>> Begin Extracted text

The Debtor was unable to avoid bankruptcy, and on April 2, 2012, the Debtor filed a Chapter 11 petition. On April 6, 2012, the Debtor filed an amended motion to reject certain leases, including the Store 22 and Store 25 subleases. (12-24163-svk, ECF 48.) In that motion, the Debtor explained that it had expanded rapidly, reaching a high water mark of 107 oil change stores. But by 2011, factors such [896]*896as the economy, high gas prices and problems with maintaining sources of operating capital strained the Debtor’s business. Concluding that they were underperform-ing and losing money, between July 2011 and the Chapter 11 petition, the Debtor closed 43 stores. The amended motion stated: “Termination agreements are in place regarding 15 of the leases. See Exhibit B. All of the affected leases relate to locations where the Debtor is no longer operating and have [sic] removed its property. The Debtor seeks authority to reject all leases identified on Exhibit A (the “Rejected Leases”) to the extent leases have not otherwise been terminated. The Rejected Leases are not necessary for continued operations and are a burden on the Estate ...” {Id. at ¶ 13.) No objections were filed to the motion to reject the leases, and on May 7, 2012, the Court entered an order approving the rejection of the leases, including the Store 22 and Store 25 Subleases. (12-24163-svk, ECF 111.)

>> End Extracted text

List every full calendar date, with month, day and year, that appears in the bankruptcy excerpt. The data that follows plays no part in the task.

>> Begin Material shown

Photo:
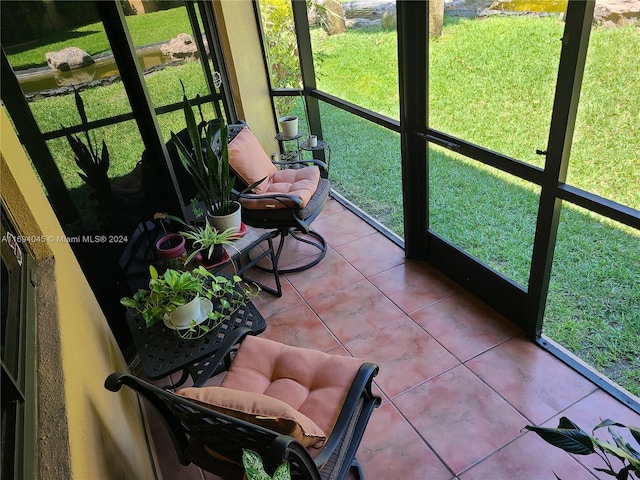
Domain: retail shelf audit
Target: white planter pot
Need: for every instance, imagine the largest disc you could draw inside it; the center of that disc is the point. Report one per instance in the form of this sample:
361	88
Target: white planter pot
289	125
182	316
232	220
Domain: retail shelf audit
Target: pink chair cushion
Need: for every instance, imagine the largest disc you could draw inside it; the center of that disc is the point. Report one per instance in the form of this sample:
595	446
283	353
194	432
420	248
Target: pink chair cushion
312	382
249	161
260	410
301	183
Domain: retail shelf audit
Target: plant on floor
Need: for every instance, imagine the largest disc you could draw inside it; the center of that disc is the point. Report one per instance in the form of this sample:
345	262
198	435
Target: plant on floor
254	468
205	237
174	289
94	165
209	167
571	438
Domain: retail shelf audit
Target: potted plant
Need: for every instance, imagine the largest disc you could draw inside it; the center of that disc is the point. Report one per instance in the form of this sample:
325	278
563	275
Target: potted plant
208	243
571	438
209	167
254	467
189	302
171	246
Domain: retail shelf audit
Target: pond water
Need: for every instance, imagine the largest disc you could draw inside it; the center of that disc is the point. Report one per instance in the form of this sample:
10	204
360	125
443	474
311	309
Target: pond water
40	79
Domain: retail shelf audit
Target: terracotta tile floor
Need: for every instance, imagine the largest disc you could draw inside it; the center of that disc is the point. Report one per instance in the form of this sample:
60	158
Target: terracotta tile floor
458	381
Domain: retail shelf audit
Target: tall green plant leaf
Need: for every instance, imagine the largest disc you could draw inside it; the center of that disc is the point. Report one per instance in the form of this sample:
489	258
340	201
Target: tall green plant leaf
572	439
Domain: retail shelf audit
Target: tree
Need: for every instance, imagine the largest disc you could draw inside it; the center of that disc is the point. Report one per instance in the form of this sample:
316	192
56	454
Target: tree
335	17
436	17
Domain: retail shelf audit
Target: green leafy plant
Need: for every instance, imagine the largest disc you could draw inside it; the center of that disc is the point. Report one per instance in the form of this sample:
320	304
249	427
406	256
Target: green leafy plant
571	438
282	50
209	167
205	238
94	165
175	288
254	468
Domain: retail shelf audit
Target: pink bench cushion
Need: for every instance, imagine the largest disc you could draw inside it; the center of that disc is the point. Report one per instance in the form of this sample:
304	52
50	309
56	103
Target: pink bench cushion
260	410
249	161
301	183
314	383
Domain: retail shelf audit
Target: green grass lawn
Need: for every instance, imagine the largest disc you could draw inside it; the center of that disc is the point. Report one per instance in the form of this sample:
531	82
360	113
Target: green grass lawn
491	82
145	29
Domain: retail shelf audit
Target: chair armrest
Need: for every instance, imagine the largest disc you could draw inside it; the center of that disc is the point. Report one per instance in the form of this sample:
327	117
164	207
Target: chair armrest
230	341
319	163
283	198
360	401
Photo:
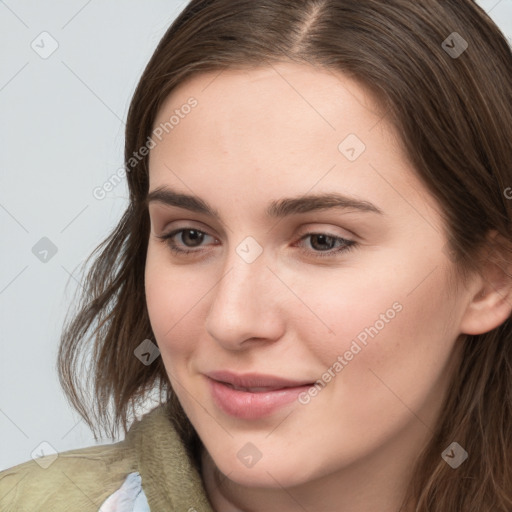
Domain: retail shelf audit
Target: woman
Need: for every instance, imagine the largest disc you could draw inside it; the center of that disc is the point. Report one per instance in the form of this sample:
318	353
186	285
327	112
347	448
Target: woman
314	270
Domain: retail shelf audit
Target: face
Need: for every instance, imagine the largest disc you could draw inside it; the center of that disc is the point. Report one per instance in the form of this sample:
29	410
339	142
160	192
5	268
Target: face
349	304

>> End Material shown

* [Solved exercise]
April 2, 2012
April 6, 2012
May 7, 2012